• **PASSAGE SHOWN**:
——————————
A stonking playtest on Lard Island last evening as we ran out one of the scenarios based around a Saxon raid to steal some British livestock from the festering swamp lands around Llon-i-Dunican. I’d have preferred some cows for this but haven’t found what I am looking for (Welsh Blacks) in 28mm yet, so sheep had to do.
The table was a difficult one, with three main areas of raised ground and a Y shaped river punctuated with small lakes dividing the three. The Saxons started the game in the red shaded area at the bottom of the picture and had to find one of the two fords marked with the red arrows. The British were hot on their heels and were due to arrive on one section of the blue shaded areas on the table edges. The rolled to see which side they arrived on and then at which point, it could have been in any 12” section of the 48” edge marked. They then rolled to see how many turns it would be before they arrived.
As it turned out Cyddic had four turns lead on the British so he needed to find one of the fords as soon as possible. Rather amusingly he decided to go and check out the largest lake rather than the move obvious sections of narrow stream, and this really caused him problems, especially as the sheep kept wandering off. Wulfstan spent the first four turns running after an unruly group of wooly monsters who kept going round in circles.
——————————
• **PROVIDED RECORDS**:

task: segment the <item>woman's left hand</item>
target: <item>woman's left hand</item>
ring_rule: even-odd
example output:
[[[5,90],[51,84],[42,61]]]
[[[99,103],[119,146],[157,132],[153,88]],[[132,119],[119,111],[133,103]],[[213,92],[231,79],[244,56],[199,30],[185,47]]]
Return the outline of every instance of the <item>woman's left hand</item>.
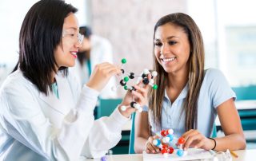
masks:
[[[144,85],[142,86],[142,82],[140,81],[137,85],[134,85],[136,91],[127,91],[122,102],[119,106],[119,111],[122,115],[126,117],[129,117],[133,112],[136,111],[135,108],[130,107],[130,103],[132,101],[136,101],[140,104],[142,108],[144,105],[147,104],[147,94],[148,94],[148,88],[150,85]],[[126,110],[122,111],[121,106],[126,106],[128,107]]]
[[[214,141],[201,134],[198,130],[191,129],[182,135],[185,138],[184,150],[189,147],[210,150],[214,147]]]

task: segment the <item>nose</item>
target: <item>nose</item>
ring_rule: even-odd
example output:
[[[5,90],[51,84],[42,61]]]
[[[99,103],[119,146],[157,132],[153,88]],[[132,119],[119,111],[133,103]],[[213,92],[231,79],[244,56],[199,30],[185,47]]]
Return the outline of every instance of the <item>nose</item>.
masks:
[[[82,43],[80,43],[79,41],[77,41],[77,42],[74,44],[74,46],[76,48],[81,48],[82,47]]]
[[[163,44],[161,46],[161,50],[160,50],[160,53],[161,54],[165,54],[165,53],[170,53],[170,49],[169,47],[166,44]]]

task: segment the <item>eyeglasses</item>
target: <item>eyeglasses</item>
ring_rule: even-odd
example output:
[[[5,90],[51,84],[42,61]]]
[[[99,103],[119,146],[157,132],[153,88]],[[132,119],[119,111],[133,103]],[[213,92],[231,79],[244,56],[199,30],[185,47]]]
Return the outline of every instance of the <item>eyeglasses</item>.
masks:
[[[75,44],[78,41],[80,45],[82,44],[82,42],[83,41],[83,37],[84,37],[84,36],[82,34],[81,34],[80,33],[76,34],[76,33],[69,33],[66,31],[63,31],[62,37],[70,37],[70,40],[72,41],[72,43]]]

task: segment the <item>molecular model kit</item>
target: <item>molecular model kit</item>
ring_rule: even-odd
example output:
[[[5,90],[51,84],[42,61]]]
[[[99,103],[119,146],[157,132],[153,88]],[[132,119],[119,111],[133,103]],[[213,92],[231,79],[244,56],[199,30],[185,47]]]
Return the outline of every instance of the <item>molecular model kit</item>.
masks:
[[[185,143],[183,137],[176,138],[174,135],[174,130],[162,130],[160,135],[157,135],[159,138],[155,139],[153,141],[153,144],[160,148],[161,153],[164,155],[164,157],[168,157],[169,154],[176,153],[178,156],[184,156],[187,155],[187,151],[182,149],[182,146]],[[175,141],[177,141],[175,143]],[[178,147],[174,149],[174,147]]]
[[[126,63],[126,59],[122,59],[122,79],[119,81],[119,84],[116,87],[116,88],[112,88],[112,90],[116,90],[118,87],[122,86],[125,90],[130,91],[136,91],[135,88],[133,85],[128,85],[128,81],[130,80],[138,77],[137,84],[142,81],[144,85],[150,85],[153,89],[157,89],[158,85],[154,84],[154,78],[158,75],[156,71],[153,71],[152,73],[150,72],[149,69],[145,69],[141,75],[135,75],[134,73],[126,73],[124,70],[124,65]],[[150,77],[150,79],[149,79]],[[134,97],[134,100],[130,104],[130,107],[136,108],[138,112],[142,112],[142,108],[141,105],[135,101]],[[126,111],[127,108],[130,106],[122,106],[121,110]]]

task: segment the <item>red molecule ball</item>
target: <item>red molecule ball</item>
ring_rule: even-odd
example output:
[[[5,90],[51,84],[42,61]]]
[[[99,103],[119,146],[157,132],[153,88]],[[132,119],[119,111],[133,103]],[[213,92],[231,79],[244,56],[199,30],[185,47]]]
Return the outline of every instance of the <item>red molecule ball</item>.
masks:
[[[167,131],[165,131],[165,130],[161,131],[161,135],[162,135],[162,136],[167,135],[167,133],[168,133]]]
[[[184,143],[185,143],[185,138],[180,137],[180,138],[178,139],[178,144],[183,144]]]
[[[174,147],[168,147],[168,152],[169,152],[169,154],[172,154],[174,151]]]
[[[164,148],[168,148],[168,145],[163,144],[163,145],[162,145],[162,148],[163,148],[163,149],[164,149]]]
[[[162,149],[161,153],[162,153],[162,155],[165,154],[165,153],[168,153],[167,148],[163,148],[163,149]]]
——————————
• **WORK REQUIRED**: Retype the playtest report from "As it turned" to "round in circles.". The rows were taken from a separate source.

• **RESPONSE TO THIS EXERCISE**:
As it turned out Cyddic had four turns lead on the British so he needed to find one of the fords as soon as possible. Rather amusingly he decided to go and check out the largest lake rather than the move obvious sections of narrow stream, and this really caused him problems, especially as the sheep kept wandering off. Wulfstan spent the first four turns running after an unruly group of wooly monsters who kept going round in circles.